Recorded information ▸
++++++++++
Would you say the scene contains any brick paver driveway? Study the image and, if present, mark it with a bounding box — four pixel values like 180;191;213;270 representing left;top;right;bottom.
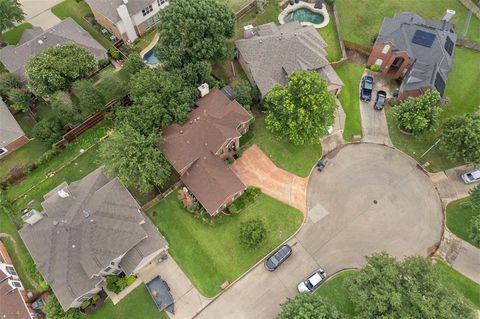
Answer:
232;144;308;213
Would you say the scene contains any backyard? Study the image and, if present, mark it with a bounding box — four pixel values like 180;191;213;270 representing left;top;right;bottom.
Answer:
147;192;303;297
447;198;480;248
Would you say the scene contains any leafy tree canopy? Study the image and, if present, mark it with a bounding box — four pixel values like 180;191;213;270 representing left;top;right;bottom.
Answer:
345;253;475;319
393;90;441;135
25;43;97;96
99;126;171;192
441;115;480;165
156;0;235;67
277;294;346;319
265;72;335;145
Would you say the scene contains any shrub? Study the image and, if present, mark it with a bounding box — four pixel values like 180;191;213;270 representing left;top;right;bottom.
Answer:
240;218;267;248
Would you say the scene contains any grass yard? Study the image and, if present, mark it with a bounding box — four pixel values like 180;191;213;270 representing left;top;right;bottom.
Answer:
2;22;33;45
447;198;480;248
336;0;480;47
51;0;113;49
88;285;168;319
147;192;303;297
250;115;322;177
386;47;480;172
335;63;364;142
314;270;356;318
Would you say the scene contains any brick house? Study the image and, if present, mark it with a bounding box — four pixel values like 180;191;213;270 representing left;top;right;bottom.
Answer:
367;10;457;99
0;96;29;158
159;84;253;215
85;0;169;42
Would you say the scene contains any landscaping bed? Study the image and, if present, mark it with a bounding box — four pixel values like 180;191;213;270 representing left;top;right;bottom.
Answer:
147;192;303;297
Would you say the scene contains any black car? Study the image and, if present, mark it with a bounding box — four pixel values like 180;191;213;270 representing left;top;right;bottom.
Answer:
265;244;292;271
373;91;387;111
360;75;373;102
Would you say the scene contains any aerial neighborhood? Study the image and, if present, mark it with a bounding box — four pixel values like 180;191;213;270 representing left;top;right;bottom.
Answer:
0;0;480;319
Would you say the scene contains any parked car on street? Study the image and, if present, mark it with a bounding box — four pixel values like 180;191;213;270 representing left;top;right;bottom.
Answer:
373;91;387;111
360;75;373;102
462;169;480;184
297;269;327;293
265;244;292;271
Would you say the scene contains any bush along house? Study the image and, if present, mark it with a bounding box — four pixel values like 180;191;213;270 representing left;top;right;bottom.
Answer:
159;84;253;216
367;10;457;100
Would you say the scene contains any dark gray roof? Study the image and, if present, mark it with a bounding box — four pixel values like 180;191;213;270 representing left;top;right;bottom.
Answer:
0;18;107;81
85;0;154;23
235;21;343;96
0;96;25;147
19;168;166;309
376;12;457;95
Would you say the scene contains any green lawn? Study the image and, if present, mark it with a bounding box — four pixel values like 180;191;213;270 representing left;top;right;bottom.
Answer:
51;0;113;49
147;192;303;297
2;22;33;45
435;261;480;309
335;63;364;142
386;47;480;172
447;198;480;248
336;0;480;47
315;270;356;318
85;285;168;319
250;115;322;177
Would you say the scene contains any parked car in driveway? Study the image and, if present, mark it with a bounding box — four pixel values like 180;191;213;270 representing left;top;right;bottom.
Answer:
265;244;292;271
360;75;373;102
297;269;327;293
373;91;387;111
462;169;480;184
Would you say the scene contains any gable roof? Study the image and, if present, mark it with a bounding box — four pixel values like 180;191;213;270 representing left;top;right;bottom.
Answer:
235;21;343;96
0;18;107;81
19;168;166;310
376;12;457;96
85;0;154;23
0;96;25;148
159;89;252;214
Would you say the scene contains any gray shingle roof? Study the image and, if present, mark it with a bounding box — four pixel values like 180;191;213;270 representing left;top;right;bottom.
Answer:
376;12;457;95
235;21;343;96
0;18;107;81
0;96;25;147
19;168;166;309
++++++++++
Problem statement ▸ Rewrite everything from the start of the records down to the line containing "232;144;308;213", both ends included, as a JSON list of strings with one string per line and no blank lines. Omit the picture from your answer.

Exercise response ▸
[
  "Would you say the scene contains any brick paver driveway? Study the image and, if present, mark it with a bounding box — four pixel values like 180;191;213;270 representing left;top;right;bottom.",
  "Answer:",
  "232;144;308;213"
]